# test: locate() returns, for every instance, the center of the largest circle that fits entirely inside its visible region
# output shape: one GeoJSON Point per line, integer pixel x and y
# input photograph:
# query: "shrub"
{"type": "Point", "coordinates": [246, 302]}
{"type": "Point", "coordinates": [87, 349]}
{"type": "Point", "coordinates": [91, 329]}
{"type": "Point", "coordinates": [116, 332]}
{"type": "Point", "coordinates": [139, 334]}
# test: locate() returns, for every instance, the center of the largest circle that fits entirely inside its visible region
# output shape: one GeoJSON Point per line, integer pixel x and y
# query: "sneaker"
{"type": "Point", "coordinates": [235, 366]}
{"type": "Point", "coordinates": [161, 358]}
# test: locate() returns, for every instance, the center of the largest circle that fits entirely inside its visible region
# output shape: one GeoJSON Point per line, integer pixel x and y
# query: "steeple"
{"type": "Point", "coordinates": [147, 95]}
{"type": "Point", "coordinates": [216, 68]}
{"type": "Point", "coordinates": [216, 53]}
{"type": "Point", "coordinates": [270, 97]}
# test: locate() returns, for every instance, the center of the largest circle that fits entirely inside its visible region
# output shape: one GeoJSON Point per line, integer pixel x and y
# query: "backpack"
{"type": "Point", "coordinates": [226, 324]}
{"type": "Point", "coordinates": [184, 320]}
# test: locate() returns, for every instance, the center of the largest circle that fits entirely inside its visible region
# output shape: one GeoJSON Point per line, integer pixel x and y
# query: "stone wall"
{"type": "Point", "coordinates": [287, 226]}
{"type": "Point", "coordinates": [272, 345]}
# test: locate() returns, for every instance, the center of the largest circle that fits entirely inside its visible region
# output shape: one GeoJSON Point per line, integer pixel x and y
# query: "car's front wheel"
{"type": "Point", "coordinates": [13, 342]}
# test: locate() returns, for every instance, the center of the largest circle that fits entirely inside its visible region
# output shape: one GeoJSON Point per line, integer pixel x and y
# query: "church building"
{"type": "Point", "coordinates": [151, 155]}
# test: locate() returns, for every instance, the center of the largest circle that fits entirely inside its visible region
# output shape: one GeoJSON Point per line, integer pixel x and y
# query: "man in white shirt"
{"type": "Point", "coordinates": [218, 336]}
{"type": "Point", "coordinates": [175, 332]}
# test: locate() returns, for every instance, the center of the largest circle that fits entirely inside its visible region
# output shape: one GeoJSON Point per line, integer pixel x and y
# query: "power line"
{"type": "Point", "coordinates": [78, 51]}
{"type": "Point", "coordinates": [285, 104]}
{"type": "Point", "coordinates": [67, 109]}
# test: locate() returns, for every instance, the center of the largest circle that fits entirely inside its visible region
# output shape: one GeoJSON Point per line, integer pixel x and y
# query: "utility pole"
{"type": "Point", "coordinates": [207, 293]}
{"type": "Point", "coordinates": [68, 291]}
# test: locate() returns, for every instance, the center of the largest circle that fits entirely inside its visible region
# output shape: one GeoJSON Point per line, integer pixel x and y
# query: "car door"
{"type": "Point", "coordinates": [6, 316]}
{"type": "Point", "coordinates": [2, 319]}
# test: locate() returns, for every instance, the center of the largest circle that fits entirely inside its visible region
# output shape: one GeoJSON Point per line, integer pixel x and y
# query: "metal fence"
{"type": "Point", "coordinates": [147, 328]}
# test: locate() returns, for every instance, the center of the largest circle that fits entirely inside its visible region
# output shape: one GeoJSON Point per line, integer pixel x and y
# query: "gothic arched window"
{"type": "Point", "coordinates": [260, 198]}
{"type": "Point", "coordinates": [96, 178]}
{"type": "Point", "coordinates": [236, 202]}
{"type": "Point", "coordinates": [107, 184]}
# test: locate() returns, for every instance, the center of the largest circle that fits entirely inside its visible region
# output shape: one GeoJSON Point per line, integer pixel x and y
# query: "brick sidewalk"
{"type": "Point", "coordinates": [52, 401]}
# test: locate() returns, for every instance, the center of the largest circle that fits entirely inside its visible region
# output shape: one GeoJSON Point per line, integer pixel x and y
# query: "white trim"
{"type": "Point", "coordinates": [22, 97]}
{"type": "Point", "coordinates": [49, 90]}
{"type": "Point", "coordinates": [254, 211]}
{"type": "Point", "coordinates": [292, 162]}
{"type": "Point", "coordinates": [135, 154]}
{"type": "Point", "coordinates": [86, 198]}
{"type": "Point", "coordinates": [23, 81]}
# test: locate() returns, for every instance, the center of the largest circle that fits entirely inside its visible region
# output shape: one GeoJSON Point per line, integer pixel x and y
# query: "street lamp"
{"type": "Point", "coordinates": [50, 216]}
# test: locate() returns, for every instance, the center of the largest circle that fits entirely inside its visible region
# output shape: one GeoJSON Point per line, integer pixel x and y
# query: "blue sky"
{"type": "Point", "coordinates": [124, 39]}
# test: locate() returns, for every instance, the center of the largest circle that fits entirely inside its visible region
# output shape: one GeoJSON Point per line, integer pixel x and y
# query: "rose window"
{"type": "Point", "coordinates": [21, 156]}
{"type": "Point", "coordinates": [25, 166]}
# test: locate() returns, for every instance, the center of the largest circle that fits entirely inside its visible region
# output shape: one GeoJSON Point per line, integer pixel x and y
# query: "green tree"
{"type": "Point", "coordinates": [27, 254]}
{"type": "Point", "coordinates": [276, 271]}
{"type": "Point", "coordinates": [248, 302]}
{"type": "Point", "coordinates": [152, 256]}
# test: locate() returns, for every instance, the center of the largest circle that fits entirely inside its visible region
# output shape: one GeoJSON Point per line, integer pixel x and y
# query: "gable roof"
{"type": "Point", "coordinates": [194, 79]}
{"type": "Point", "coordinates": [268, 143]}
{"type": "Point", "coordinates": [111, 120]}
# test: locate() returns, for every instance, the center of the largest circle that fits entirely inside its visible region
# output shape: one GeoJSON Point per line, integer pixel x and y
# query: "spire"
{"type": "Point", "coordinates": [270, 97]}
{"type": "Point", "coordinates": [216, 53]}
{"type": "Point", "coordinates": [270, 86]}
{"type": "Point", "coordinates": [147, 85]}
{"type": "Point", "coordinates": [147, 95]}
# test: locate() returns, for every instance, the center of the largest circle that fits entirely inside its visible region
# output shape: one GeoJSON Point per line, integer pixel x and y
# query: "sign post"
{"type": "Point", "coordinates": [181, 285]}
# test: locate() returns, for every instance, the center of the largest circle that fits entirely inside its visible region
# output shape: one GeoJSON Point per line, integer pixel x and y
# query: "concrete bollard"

--------------------------------

Required action: The records above need to be written out again. Keep them exact.

Answer to the exercise:
# test: locate() returns, for every instance, the center of the largest circle that fits entirely inside its visible region
# output shape: one GeoJSON Point per line, integer pixel x and y
# input photograph:
# query: "shrub"
{"type": "Point", "coordinates": [246, 302]}
{"type": "Point", "coordinates": [87, 349]}
{"type": "Point", "coordinates": [91, 329]}
{"type": "Point", "coordinates": [116, 332]}
{"type": "Point", "coordinates": [139, 334]}
# test: locate() returns, for every instance, the center of the largest circle that fits entirely inside its visible region
# output shape: one GeoJSON Point per line, integer pixel x and y
# query: "sneaker"
{"type": "Point", "coordinates": [235, 366]}
{"type": "Point", "coordinates": [161, 358]}
# test: locate() returns, for every instance, the center of the largest circle that fits entirely inside its visible region
# output shape: one GeoJSON Point per line, integer pixel x and y
# query: "steeple"
{"type": "Point", "coordinates": [147, 95]}
{"type": "Point", "coordinates": [216, 68]}
{"type": "Point", "coordinates": [216, 53]}
{"type": "Point", "coordinates": [270, 97]}
# test: locate() returns, for every instance, the center of the largest circle that fits entirely inside its visible region
# output shape: one GeoJSON Point per line, integer pixel x and y
# query: "backpack"
{"type": "Point", "coordinates": [226, 324]}
{"type": "Point", "coordinates": [184, 320]}
# test: locate() returns, for every instance, the center of the largest circle that fits entirely inside its visible region
# output shape: one GeoJSON Point per line, integer pixel x and y
# query: "stone wall"
{"type": "Point", "coordinates": [287, 226]}
{"type": "Point", "coordinates": [272, 345]}
# test: locate() returns, for every instance, the center of the largest circle that fits entirely inside its visible region
# output shape: one GeoJSON Point per line, integer pixel x and y
# query: "car's front wheel"
{"type": "Point", "coordinates": [13, 342]}
# test: locate() returns, for every instance, the center of the largest circle that fits entirely inside its visible region
# output shape: one GeoJSON Point per line, integer pixel x and y
# query: "church building"
{"type": "Point", "coordinates": [151, 155]}
# test: locate() returns, for every instance, the center of the largest circle that fits entirely inside its visible region
# output shape: one GeoJSON Point per line, integer pixel x and y
# query: "man in white shirt"
{"type": "Point", "coordinates": [218, 336]}
{"type": "Point", "coordinates": [175, 332]}
# test: locate() returns, for every instance, the center of the largest circle that fits entirely inside its visible region
# output shape: one GeoJSON Point per line, integer pixel x and y
# query: "power line"
{"type": "Point", "coordinates": [78, 51]}
{"type": "Point", "coordinates": [285, 104]}
{"type": "Point", "coordinates": [67, 109]}
# test: locate() returns, for every instance, the center of the largest circle that fits entirely inside its visible region
# output shape: one GeoJSON Point per line, integer pixel x and y
# query: "utility pole"
{"type": "Point", "coordinates": [207, 293]}
{"type": "Point", "coordinates": [68, 291]}
# test: locate() returns, for every instance, the center of the largest circle that fits entirely inside its visible region
# output shape: one GeoJSON Point per line, integer pixel x and y
# query: "car door"
{"type": "Point", "coordinates": [6, 316]}
{"type": "Point", "coordinates": [2, 319]}
# test: locate() returns, for every instance, the center of the largest circle that fits entirely inside its visible region
# output shape: one GeoJSON Point per line, integer pixel x and y
# query: "metal fence"
{"type": "Point", "coordinates": [147, 328]}
# test: locate() returns, for every instance, the center of the largest circle that fits entirely inside its visible region
# output shape: one GeoJSON Point per line, integer pixel x and y
# query: "gothic arched window"
{"type": "Point", "coordinates": [260, 198]}
{"type": "Point", "coordinates": [96, 178]}
{"type": "Point", "coordinates": [236, 202]}
{"type": "Point", "coordinates": [107, 184]}
# test: locate() returns, for every instance, the center of the largest circle that fits entirely inside its visible region
# output shape: one GeoJSON Point per line, integer pixel x and y
# query: "brick sidewalk"
{"type": "Point", "coordinates": [52, 401]}
# test: locate() returns, for every instance, the center of the largest circle that fits entirely inside its visible region
# output shape: one GeoJSON Point per line, integer pixel x and y
# query: "white trim"
{"type": "Point", "coordinates": [22, 97]}
{"type": "Point", "coordinates": [49, 90]}
{"type": "Point", "coordinates": [254, 211]}
{"type": "Point", "coordinates": [292, 162]}
{"type": "Point", "coordinates": [135, 154]}
{"type": "Point", "coordinates": [86, 198]}
{"type": "Point", "coordinates": [23, 81]}
# test: locate() returns, for every instance, the center of the largest circle that fits entirely inside its visible region
# output shape: one GeoJSON Point per line, integer pixel x and y
# query: "street lamp"
{"type": "Point", "coordinates": [50, 216]}
# test: locate() returns, for every instance, the center of the largest circle that fits entirely inside its visible region
# output shape: one GeoJSON Point per line, integer pixel x and y
# query: "blue sky"
{"type": "Point", "coordinates": [124, 39]}
# test: locate() returns, for every instance, the center of the largest circle that fits entirely inside its visible region
# output shape: one GeoJSON Point per line, integer pixel x and y
# query: "rose window"
{"type": "Point", "coordinates": [21, 156]}
{"type": "Point", "coordinates": [25, 166]}
# test: locate() returns, for every instance, the center of the largest circle that fits entirely inside its visible region
# output shape: one GeoJSON Point per line, integer pixel x and y
# query: "green tree"
{"type": "Point", "coordinates": [27, 254]}
{"type": "Point", "coordinates": [276, 271]}
{"type": "Point", "coordinates": [248, 302]}
{"type": "Point", "coordinates": [152, 256]}
# test: locate() returns, for every instance, the center of the largest circle that fits entirely inside its visible region
# output shape: one GeoJSON Point per line, integer pixel x and y
# query: "gable roof"
{"type": "Point", "coordinates": [194, 79]}
{"type": "Point", "coordinates": [268, 143]}
{"type": "Point", "coordinates": [111, 120]}
# test: locate() returns, for every instance, the center of the largest circle that fits entirely inside its visible region
# output shape: one GeoJSON Point per line, integer pixel x and y
# query: "spire"
{"type": "Point", "coordinates": [270, 97]}
{"type": "Point", "coordinates": [216, 53]}
{"type": "Point", "coordinates": [270, 86]}
{"type": "Point", "coordinates": [147, 85]}
{"type": "Point", "coordinates": [147, 95]}
# test: locate() returns, for every instance, the center of the largest circle that fits entirely inside its visible region
# output shape: one GeoJSON Point per line, integer pixel x and y
# query: "sign post"
{"type": "Point", "coordinates": [181, 285]}
# test: locate() returns, for every instance, the center of the largest circle that fits entirely inside its visible region
# output shape: one GeoJSON Point per line, integer pixel x and y
# query: "concrete bollard"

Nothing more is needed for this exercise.